FRAGMENTO.
***

Mary Oliver “tenía una perrita que amaba las flores, una cosita salvaje que nunca fue a la escuela. Caminaba con paso rápido por los campos, pero se detenía para ver la madreselva o la rosa, su cabeza oscura y su nariz húmeda rozaban el rostro de cada una con sus pétalos de seda, y su fragancia se elevaba hacia el aire donde revoloteaban las abejas, con sus cuerpos cargados de polen; y adoraba fácilmente cada flor, no de la manera seria y cuidadosa en que elegimos esta flor o aquella, de la manera en que alabamos o no alabamos, de la manera en que amamos o no amamos, sino de la manera en que anhelamos ser, así de felices en el cielo de la tierra, así de salvajes, así de amorosos”.

Todo lo que importa cabe dentro de mi perro Louka y de unos versos de Rilke: "Sí, todo arte es el resultado de haber estado en peligro, de haber vivido una experiencia hasta el final, hasta el punto donde no se puede ir más allá".
Omnia vincit amor; et nos cedamus amori.

EPÍLOGO: UNA HISTORIA TUVANA

Os voy a contar una historia, la clase de historia que solo tiene sentido para la gente especial como tú. El cantante tuvano Oidupaa Vladimir Oiun pasó 33 años en una colonia penal rusa, condenado por asesinato y violación. Allí parió «Música divina desde una prisión». Grabó el casete en la oficina del alcaide. No vivió mucho más desde su liberación, pero antes de fallecer alcanzó una cierta versión modesta de éxito en la vida. Fue tan popular como podría ser, pongamos, el Mark E. Smith de los cantantes de Tuvá. Escuché decir que le invitaron a tocar en Suecia y en Polonia. Anduvo por aquí y allá con su bayán y sus mujeres, tal y como yo soñé que le vi una vez en Lituania. Estaba sentado en un parterre junto a ellas y una gran maleta de madera mientras los pocos transeúntes que se aventuraban por las calles heladas pasaban a su lado indiferentes y ajenos a la grandiosidad del acto artístico al que volvían la espalda.

En una ocasión, una periodista le preguntó a Vladimir sobre su música y él respondió: «Lo que hago no es nuevo, sino viejo olvidado. Desde tiempos bárbaros, todas las naciones han asustado o hechizado a los animales con diversas onomatopeyas o, como decimos ahora, canto de garganta». Cuando leí aquellas palabras por primera vez me vino a la mente el pequeño Dersu Uzalá de Kurosawa charlando con las brasas crepitantes de una hoguera en compañía del capitán Arseniev y de sus hombres. Ambos, Dersu y Vladimir, eran hijos de la taiga y ambos tenían el alma hermosa de un brujo animista habituado a conversar con el agua y con el tigre como iguales.

***

LÍNEAS EXTRAÍDAS.
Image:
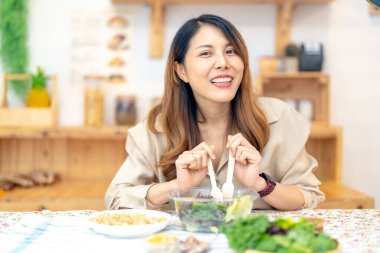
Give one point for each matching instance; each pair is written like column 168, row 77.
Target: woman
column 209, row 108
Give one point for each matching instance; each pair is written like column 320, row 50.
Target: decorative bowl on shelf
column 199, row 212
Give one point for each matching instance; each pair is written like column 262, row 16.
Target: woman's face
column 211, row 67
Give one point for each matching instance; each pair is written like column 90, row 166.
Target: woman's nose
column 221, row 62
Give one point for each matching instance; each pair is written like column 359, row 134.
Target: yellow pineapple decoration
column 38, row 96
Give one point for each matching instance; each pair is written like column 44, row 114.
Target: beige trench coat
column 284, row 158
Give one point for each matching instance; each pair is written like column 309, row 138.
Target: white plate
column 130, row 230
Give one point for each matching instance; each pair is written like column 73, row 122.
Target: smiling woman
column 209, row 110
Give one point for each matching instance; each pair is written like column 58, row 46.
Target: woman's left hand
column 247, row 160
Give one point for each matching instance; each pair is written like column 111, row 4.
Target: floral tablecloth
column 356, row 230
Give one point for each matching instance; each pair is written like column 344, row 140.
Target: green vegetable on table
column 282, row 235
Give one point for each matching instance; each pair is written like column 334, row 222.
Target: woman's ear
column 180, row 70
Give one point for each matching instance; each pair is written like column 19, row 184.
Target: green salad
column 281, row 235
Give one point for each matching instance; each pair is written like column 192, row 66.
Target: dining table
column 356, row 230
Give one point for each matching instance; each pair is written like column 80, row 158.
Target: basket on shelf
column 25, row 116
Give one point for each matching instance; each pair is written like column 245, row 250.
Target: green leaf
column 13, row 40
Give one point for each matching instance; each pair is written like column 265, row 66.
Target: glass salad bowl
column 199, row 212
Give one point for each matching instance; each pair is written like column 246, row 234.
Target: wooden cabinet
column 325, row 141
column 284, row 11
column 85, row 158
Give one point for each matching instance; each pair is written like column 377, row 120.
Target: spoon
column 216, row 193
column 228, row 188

***

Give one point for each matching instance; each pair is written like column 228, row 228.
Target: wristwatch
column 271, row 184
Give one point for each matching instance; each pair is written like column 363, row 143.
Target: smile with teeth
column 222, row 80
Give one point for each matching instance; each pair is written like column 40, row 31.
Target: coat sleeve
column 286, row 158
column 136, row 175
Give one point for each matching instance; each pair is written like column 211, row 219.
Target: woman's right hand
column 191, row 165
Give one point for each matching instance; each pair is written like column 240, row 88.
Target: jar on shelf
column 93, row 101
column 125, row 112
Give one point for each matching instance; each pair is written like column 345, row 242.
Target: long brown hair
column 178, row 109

***

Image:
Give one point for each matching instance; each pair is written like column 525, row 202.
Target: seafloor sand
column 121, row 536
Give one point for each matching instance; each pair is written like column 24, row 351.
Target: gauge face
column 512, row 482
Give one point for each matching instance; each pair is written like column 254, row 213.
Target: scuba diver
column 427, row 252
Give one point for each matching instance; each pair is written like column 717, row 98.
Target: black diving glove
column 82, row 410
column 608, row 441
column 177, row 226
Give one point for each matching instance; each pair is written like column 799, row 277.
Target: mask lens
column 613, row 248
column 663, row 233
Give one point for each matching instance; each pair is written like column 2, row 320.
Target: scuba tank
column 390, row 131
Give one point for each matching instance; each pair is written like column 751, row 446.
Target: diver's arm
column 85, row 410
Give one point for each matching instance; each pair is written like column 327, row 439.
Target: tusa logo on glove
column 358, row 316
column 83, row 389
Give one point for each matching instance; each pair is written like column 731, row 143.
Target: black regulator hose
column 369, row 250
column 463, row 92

***

CONSIGNAS.
**A.** Extrae del fragmento sobre el cantante tuvano, sin alterar nada, el pasaje que se abre con las palabras que contienen "Todo lo que" y se cierra con "nos cedamus amori.".
**B.** Prosigue el fragmento sobre el cantante tuvano a partir de su última oración.
Las líneas no guardan ninguna relación con el fragmento.

RESPUESTAS.
**A.**
Todo lo que importa cabe dentro de mi perro Louka y de unos versos de Rilke: "Sí, todo arte es el resultado de haber estado en peligro, de haber vivido una experiencia hasta el final, hasta el punto donde no se puede ir más allá".
Omnia vincit amor; et nos cedamus amori.

**B.**
Los cantantes tradicionales de Tuvá solían interpretar sus canciones en lugares con una acústica especial como cuevas o ríos. Enfatizan los armónicos por encima del ritmo y muy frecuentemente, guardan silencio en medio de las composiciones para darle la opción a responder al río, a la cueva, a la naturaleza y sobre todo, al propio silencio. Hay demasiada algarabía ahí fuera para las sutilezas de la auténtica belleza, demasiados post nerviosos interponiendo ante nosotros un bastidor de fruslerías y asfixiando entre trivialidades cualquier intento de aprehender la verdad de las cosas, que no existe más que como un legítimo derecho humano a ponerle nombre a nuestro extrañamiento. Las canciones de Vladimir son perfectas para los inviernos en la montaña porque parecen formar parte del bosque y de las cosas del bosque, aunque hayan nacido en un gulag.

Pero ahora viene lo bueno. Durante la conversación que mantuvo a las puertas de la muerte con la periodista, Nadezhda Antufieva interrumpió a Vladimir y le dijo: “Te llaman el Charles Manson tuvano”. Oidupaa guardó silencio y comenzó a tocar una melodía de la película Mi dulce y gentil bestia. Luego interpretó una polonesa de Oginsky y un vals... Finalmente, le respondió: “Me han calumniado durante muchos años. Pero sobre la experiencia de la prisión, creo que no vale la pena hablar”.

«¿Y de qué quería hablar?», es posible que os preguntéis. Habló de la melodía de las montañas y del ladrido de los perros. Habló del zumbido del ventilador, que era el modo en que se expresaba ese aparato, según Oidupaa. Habló de los discos de Claudia Shulzhenko, Pyotr Leshchenko y Leonid Utesov que escuchó durante su vida intrauterina. Habló del año de la varicela y de los remedios de glándulas de ciervo y de bilis de oso que los tuvanos utilizaron para combatir la enfermedad. Su mamá perforó la vena de una cabra y le dio a beber la sangre para hacerle sudar. Y mientras Vladimir luchaba contra el mal, llegó su padre de un viaje y le regaló un acordeón. Su padre era un trabajador soviético, el presidente de un koljós.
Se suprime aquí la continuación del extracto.